* _Instrucciones_:
• A. Indique si cada afirmación concuerda con el texto sobre las medidas de ajuste económico. Responda sí o no y cite textualmente las palabras decisivas: (i) La teoría de aplicar el ajuste de un solo golpe se ha cumplido en algunos casos en América Latina durante los últimos 40 años. (ii) Todo mandatario que adopta este tipo de medidas pierde popularidad. (iii) Las metas del Presidente deben reflejarse en números.
• B. Según el texto sobre las medidas de ajuste económico, ¿por qué algunos consideran mejor aplicar esas medidas de un solo golpe al inicio del gobierno?

* _Texto proporcionado_:
▶
Hay un viejo debate acerca del efecto de las medidas de ajuste económico en la imagen de los gobiernos y en la gobernabilidad. Está claro que cuando adopta este tipo de medidas todo mandatario pierde popularidad y por eso algunos dicen que es mejor aplicarlas de un solo golpe, en cuanto se inicia el gobierno, para provocar un shock que mejore la economía y permita recuperar la popularidad. Aunque no hay ningún caso en que se haya cumplido en los últimos 40 años en América Latina, muchos creen en esta teoría. Incluso cuando la economía mejora, los mandatarios suelen convertirse en patos rengos que chapotean aspirando a terminar su período constitucional o simplemente son destituidos. Otros defendemos, respaldados en la evidencia empírica, que cuando hay que tomar este tipo de medidas, es mejor hacerlo gradualmente, logrando que la gente comprenda que la favorecerán en el mediano plazo, que se producirá más riqueza para que todos puedan vivir mejor. El orden en la economía es deseable para la mayoría de la población sólo si cree que va a beneficiar a todos y no a unos pocos privilegiados.
Difícil. Es complejo mantener la gobernabilidad cuando cae demasiado la aceptación del mandatario. El Presidente necesita implementar una estrategia de gobierno y de comunicación eficientes, manejar la tensión entre las demandas de la economía y la paciencia de la gente, impedir que los empresarios se aprovechen de las circunstancias, y sobre todo, lograr que la mayoría le otorgue credibilidad. Estas metas deben reflejarse en números, más allá de las declamaciones de apoyo o rechazo al Gobierno.
Veamos lo que ha ocurrido en algunos casos sobre los que tenemos amplia información.
◀
* _Entradas de señalamiento de objetos etiquetados_:
▶
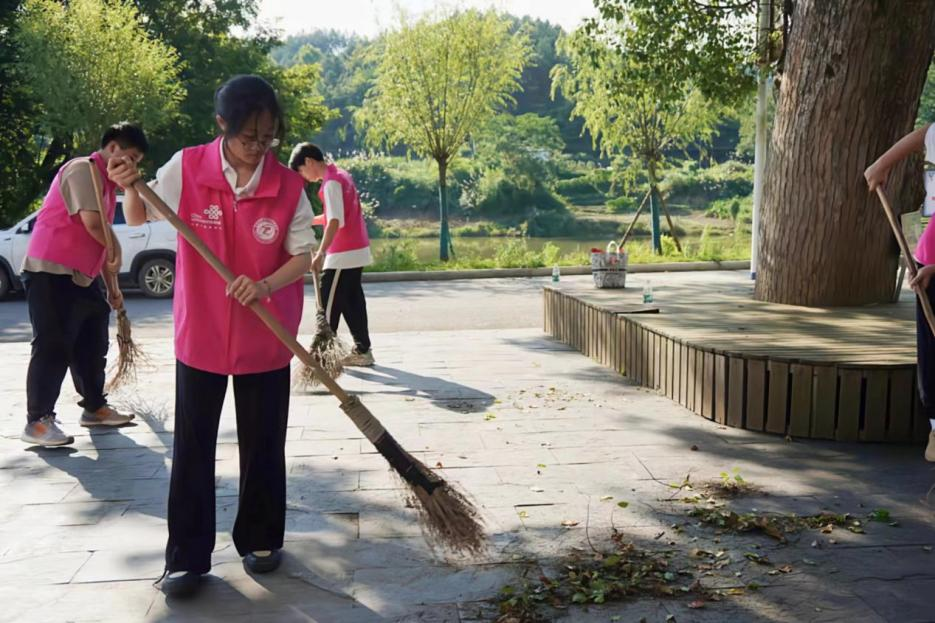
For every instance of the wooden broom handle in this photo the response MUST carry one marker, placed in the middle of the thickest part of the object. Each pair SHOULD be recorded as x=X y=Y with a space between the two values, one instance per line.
x=907 y=255
x=271 y=322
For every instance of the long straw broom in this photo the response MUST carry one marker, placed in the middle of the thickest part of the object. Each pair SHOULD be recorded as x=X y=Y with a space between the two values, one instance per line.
x=327 y=348
x=448 y=517
x=129 y=353
x=907 y=256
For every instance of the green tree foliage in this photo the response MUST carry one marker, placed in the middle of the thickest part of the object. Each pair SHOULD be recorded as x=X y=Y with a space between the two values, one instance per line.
x=527 y=146
x=200 y=32
x=348 y=68
x=439 y=80
x=644 y=106
x=18 y=150
x=304 y=105
x=927 y=104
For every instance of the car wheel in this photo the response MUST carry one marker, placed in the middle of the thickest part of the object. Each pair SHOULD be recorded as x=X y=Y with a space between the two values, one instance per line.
x=5 y=283
x=157 y=278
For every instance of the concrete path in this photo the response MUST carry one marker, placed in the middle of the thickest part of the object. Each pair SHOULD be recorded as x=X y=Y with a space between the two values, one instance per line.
x=546 y=443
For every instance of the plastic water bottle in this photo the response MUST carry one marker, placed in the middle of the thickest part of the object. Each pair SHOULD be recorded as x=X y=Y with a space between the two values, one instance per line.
x=648 y=293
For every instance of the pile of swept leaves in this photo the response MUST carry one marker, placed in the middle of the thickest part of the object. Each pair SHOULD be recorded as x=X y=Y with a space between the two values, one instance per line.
x=626 y=572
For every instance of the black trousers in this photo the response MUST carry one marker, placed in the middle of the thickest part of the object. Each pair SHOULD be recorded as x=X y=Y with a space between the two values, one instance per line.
x=69 y=329
x=343 y=295
x=925 y=355
x=262 y=403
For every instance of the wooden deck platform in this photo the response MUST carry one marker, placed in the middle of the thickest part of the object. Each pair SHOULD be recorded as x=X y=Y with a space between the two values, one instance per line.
x=838 y=373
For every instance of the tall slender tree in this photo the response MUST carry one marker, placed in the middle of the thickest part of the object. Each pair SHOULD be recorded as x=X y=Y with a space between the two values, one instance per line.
x=441 y=77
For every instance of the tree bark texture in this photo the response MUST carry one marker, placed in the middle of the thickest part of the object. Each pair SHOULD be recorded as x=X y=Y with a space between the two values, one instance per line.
x=854 y=73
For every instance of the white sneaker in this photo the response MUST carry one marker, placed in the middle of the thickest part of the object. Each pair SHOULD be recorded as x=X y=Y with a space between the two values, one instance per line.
x=356 y=359
x=46 y=432
x=930 y=448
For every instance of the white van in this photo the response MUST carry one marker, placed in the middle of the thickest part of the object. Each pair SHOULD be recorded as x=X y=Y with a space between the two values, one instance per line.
x=148 y=254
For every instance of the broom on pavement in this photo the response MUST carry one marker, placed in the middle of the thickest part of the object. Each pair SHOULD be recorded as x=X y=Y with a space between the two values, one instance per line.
x=327 y=348
x=129 y=353
x=907 y=256
x=448 y=517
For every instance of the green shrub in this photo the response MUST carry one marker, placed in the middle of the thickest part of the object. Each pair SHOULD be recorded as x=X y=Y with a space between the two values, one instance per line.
x=400 y=186
x=697 y=186
x=588 y=189
x=622 y=205
x=668 y=246
x=502 y=199
x=396 y=257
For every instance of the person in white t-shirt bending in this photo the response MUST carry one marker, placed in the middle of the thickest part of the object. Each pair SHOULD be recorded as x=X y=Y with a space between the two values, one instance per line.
x=344 y=250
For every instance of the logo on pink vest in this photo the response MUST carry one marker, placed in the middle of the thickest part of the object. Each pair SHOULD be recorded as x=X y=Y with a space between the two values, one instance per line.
x=210 y=217
x=265 y=231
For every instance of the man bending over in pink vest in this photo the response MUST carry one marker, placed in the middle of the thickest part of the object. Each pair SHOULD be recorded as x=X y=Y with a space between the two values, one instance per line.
x=344 y=250
x=67 y=308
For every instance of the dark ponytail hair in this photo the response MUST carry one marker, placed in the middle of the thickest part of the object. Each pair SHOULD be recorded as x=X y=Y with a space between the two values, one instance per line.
x=243 y=96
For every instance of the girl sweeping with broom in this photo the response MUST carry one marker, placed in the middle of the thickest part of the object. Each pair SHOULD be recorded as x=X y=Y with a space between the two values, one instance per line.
x=68 y=250
x=253 y=213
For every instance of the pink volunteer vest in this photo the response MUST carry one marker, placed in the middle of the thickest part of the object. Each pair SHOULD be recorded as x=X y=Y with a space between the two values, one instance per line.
x=215 y=333
x=925 y=249
x=353 y=235
x=61 y=237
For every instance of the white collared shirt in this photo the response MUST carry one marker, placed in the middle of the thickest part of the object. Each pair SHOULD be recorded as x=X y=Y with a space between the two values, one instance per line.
x=168 y=185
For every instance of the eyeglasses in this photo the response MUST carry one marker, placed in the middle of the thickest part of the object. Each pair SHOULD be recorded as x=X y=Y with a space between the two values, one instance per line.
◀
* _Soluciones_:
• A. (i) No: "Aunque no hay ningún caso en que se haya cumplido en los últimos 40 años en América Latina". (ii) Sí: "Está claro que cuando adopta este tipo de medidas todo mandatario pierde popularidad". (iii) Sí: "Estas metas deben reflejarse en números".

• B. Algunos lo consideran mejor porque así se provocaría un shock que mejore la economía. Esa mejora permitiría después recuperar la popularidad perdida.